**PROBLEM DETAILS:** Extract every entry below word for word, leaving the pictures out of your answer.

[Coordinate annotation entries]
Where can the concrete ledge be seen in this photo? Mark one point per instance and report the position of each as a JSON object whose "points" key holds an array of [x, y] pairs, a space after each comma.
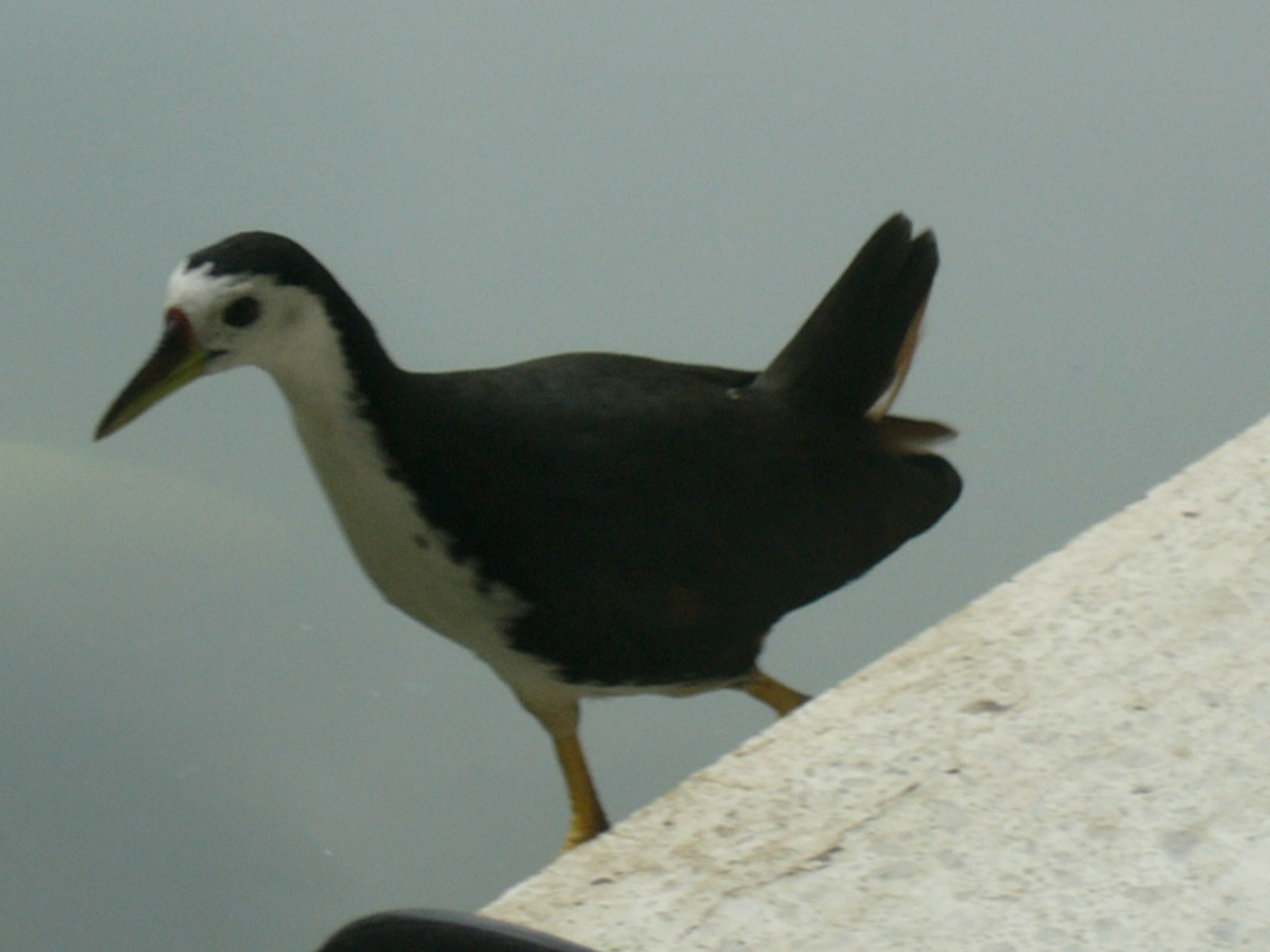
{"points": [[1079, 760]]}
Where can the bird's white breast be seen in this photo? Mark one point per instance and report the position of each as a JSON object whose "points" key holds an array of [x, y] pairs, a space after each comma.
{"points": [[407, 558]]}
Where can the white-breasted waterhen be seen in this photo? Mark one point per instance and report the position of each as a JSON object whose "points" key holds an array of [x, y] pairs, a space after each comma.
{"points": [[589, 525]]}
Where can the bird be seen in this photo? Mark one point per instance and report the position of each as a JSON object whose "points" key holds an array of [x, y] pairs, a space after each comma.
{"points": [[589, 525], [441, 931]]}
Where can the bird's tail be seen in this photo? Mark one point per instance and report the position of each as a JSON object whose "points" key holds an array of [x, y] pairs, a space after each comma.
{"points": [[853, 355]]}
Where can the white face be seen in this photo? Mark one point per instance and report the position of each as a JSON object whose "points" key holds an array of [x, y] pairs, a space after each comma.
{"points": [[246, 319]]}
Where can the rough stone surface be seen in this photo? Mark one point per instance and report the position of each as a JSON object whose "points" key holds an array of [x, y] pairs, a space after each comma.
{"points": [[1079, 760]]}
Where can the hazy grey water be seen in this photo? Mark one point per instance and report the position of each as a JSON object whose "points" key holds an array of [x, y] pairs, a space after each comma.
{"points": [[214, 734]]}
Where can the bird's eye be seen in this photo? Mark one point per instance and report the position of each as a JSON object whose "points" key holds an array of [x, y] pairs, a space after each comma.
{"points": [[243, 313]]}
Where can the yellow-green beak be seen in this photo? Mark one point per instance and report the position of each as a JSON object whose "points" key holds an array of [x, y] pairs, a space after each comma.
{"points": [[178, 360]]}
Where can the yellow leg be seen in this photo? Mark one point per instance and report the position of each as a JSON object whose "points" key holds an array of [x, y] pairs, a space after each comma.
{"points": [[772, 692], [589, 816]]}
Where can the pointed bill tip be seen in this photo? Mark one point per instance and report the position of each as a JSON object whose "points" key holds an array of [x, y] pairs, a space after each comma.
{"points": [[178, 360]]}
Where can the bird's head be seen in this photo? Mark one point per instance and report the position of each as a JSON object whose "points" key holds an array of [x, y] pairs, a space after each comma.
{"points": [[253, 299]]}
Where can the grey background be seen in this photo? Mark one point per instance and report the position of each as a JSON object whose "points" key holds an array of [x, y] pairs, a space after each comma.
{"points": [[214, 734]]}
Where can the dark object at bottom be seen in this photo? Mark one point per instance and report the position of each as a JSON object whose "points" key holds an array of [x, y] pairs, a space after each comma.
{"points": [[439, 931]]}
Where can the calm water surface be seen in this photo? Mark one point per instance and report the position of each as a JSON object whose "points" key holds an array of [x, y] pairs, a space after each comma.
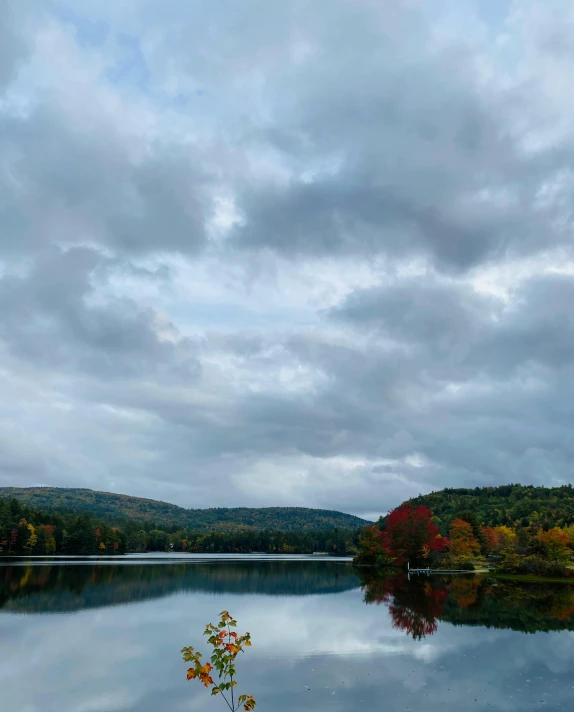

**TASK OUTPUT:**
Where can the concrete ledge be seen in this photo? Mark one point per instance and report the position of each as a JSON object whose "points" key holds an array of [x, y] pairs, a space after each comma.
{"points": [[1079, 760]]}
Where can the bird's white breast be seen in this photo? Mark one point per instance and report the position of each as a JSON object whose "points" key holds an array of [x, y] pairs, a space after each comma.
{"points": [[407, 558]]}
Where can the white-breasted waterhen be seen in this photo? Mark one point per instance and report the position of each as a JSON object whose "points" key holds an array of [x, y] pairs, a space after each comma.
{"points": [[589, 525]]}
Where can the bird be seen in this photo? Mark one point per instance and report the position of each as a JSON object whose "points" key holds an array of [x, y] pairs, a space after each comma.
{"points": [[589, 525], [441, 931]]}
Where can the bird's tail be seen in this photo? Mark one point per instance and report the position of each as a JSON object whose "points" key holds an array of [x, y] pairs, a space after each comma.
{"points": [[853, 355]]}
Where can the white face be seen in this photo? Mark one point per instance and report the position of each as a JSON object whose "points" key holds an array of [x, y] pairs, a space after each comma.
{"points": [[246, 319]]}
Where can the rough stone surface be seen in this photo? Mark one point per instance and report the position of each as a JSON object whose "points" key holds an array of [x, y] pairs, a space after each comma.
{"points": [[1079, 760]]}
Where can the hazy grey water be seen in this photo? Mark one point per instance and report the position of each as a JSON object whose "points" key holds an array of [x, y] pairs, a space after each comma.
{"points": [[214, 734]]}
Where can the bird's eye be seen in this photo? Mark one point per instance and report the position of each as a JSON object whose "points" key holds an array of [x, y] pairs, a space after each comma.
{"points": [[243, 313]]}
Where can the yellow-green beak be seen in this photo? Mark one point per instance and report the position of each as a JSON object whose "points" key holds an array of [x, y] pairs, a space after each comma.
{"points": [[178, 360]]}
Where can the yellow leg be seen in this photo? Mark one point per instance and report the position of each as a JSON object whose "points" key holds an array of [x, y] pairs, a space after each comma.
{"points": [[772, 692], [589, 816]]}
Where can the pointed bill tip be seen in this photo? Mark one point per instance and report the position of each as a JSON object whose "points" key holds an array of [x, y] pairs, a space after each comma.
{"points": [[178, 360]]}
Where can the bird's head be seen in this photo? Mark one point per instance and report the position of each as a JSON object whose "points" key holds an array of [x, y] pairs, a space after each comma.
{"points": [[253, 299]]}
Where can the grey background be seen in this photo? Mark one point per instance and report the position of each as a JSON object whose "points" key holds an array of [x, y] pairs, a space after each comma.
{"points": [[214, 734]]}
Where can the dark object at bottom be seen in this photo? Mark one point per instance and report the position of each as a JSON object whose "points" key holds an array of [x, y] pairs, a space after each comma.
{"points": [[439, 931]]}
Where can the calm water surface be seen in this photo? Mark one point per instance and report the position of each as a JSON object whose "points" key holds an array of [x, y] pairs, a space after each comma.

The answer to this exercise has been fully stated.